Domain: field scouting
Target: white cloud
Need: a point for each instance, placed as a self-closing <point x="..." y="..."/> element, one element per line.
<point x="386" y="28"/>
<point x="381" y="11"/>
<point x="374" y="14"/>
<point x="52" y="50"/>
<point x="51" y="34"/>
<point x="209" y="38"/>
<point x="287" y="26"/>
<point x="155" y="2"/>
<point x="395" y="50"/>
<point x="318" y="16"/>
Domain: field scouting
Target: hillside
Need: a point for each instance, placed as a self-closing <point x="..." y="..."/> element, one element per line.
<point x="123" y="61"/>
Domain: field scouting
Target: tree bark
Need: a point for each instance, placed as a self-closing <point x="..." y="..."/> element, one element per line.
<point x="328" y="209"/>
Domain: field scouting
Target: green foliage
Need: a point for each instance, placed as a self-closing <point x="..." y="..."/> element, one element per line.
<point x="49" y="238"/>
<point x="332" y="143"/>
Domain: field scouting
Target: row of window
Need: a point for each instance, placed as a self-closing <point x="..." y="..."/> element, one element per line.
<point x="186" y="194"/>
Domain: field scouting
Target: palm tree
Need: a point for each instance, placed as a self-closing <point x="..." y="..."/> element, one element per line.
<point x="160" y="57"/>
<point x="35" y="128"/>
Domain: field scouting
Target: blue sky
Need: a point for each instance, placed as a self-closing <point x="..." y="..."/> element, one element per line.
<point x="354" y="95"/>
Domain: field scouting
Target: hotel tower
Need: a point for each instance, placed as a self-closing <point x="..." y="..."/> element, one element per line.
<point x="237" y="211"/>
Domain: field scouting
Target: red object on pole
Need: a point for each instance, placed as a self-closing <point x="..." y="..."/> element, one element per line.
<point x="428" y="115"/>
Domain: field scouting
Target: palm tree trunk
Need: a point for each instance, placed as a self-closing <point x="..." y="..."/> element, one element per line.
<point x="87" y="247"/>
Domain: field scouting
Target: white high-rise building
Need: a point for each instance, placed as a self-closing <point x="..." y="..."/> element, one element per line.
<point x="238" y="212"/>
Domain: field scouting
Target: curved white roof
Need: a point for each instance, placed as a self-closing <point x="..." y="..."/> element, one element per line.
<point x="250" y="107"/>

┄┄┄┄┄┄

Count the lines in the data above that contain the word "white", treating uppercase and lowercase as different, and give only the number.

» RESPONSE: 3